A decisão que distribui o ônus da prova deve ser fundamentada e racional, levando em consideração a posição dos litigantes diante do direito material e a melhor capacidade de um deles de produzir a prova, permitindo com que a parte sobre a qual recaia o ônus tenha reais condições dele se desincumbir.[31]
A técnica da distribuição dinâmica do ônus da prova “opera-se de uma forma pendular e por atração e repulsão, em que o reposicionamento do ônus decorre de uma repulsa do pêndulo de um lado (por impossibilidade ou excessiva dificuldade) e atratividade de outro lado (por maior facilidade de obtenção da prova pela parte onerada”.[32]
Portanto, a quebra do sistema estático do ônus da prova está sujeita a requisitos legais, que escapam ao subjetivismo do juiz. O juiz deverá fazê-lo em decisão fundamentada, em que demonstre a ocorrência dos requisitos objetivos estabelecidos no § 1º do art. 373 do CPC. Impende destacar que, ainda que presentes tais requisitos, a decisão jamais poderá gerar situação em que a desincumbência do encargo pelo novo destinatário “seja impossível ou excessivamente difícil” (art. 373, § 2º).
Concorda-se com aqueles que entendem que, além das hipóteses traçadas pelo art. 373, § 1º, do CPC, é admissível a alteração dinâmica do ônus da prova, com base no comportamento processual, quando ele se mostre ofensivo ao princípio da boa-fé.[33]Não é admissível a postura de inércia probatória e a omissão proposital de informações aptas a elucidação das questões controvertidas por quem comprovadamente detinha condições de apresentá-las, configurando conduta violadora dos princípios da boa-fé e cooperação em matéria instrutória.[34]
Para o abrandamento da distribuição estática do ônus da prova, é importante que juiz identifique condições particulares no caso concreto, que permitam um juízo mínimo de verossimilhança em torno da versão dos fatos apresentadas por uma das partes, mas que evidencie menos capacidade de esclarecê-la por completo.
Todavia, para que a posição de abrandamento do sistema estático não seja uma arbitrariedade do juiz, é imprescindível que a decisão que aplique a técnica de dinamização seja fundamentada racionalmente. O juiz deverá proferir decisão lógica, capaz de revelar e fazer com que as partes compreendam, por meio da adequada fundamentação, como formou de maneira racional sua convicção e quais os elementos que a conformaram.[35]
Destaca-se que a parte que suporta a redistribuição do ônus não fica adstrita de provar os fatos constitutivos do direito do adversário, mas sim de esclarecer fato controvertido apontado pelo juiz.
A redistribuição do ônus da prova não pode se apresentar como uma surpresa para a parte, de sorte que a deliberação deverá ser tomada pelo juiz, com a intimação do novo encarregado do ônus da prova sobre o fato probando especificado, a tempo de proporcionar-lhe oportunidade de se desincumbir do encargo. Destarte, não é possível que o juiz, de surpresa, aplique a dinamização na sentença, pois infringiria o contraditório e a ampla defesa.
Sendo assim, a técnica de distribuição dinâmica do ônus da prova não pode ser utilizada como regra de julgamento, pois deve ser oportunizado à parte onerada o direito de se desincumbir do encargo fixado. O CPC não deixa lugar à dúvida: “o juiz deverá dar à parte a oportunidade de se desincumbir do ônus que lhe foi atribuído” (art. 373, § 1º, in fine).

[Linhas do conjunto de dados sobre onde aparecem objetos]
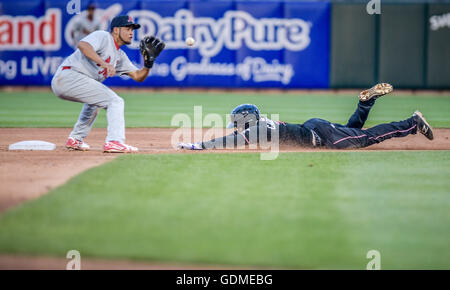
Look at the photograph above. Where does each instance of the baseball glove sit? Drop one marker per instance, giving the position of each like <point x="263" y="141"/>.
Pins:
<point x="150" y="47"/>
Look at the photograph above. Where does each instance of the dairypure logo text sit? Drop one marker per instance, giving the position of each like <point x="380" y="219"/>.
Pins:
<point x="232" y="31"/>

■ Tarefas escritas
A) Traduza para o inglês esta frase do texto sobre o ônus da prova: "Destaca-se que a parte que suporta a redistribuição do ônus não fica adstrita de provar os fatos constitutivos do direito do adversário, mas sim de esclarecer fato controvertido apontado pelo juiz."
B) Redigite, sem alterações, o trecho do texto sobre o ônus da prova que se inicia pelas palavras que contêm "Todavia, para que" e se encerra em "apontado pelo juiz.".
Os registros não têm relação com o texto sobre o ônus da prova.

■ Respostas por tarefa
A) It should be noted that the party that bears the redistributed burden is not bound to prove the facts constituting the opponent's right, but rather to clarify a disputed fact identified by the judge.

B)
Todavia, para que a posição de abrandamento do sistema estático não seja uma arbitrariedade do juiz, é imprescindível que a decisão que aplique a técnica de dinamização seja fundamentada racionalmente. O juiz deverá proferir decisão lógica, capaz de revelar e fazer com que as partes compreendam, por meio da adequada fundamentação, como formou de maneira racional sua convicção e quais os elementos que a conformaram.[35]
Destaca-se que a parte que suporta a redistribuição do ônus não fica adstrita de provar os fatos constitutivos do direito do adversário, mas sim de esclarecer fato controvertido apontado pelo juiz.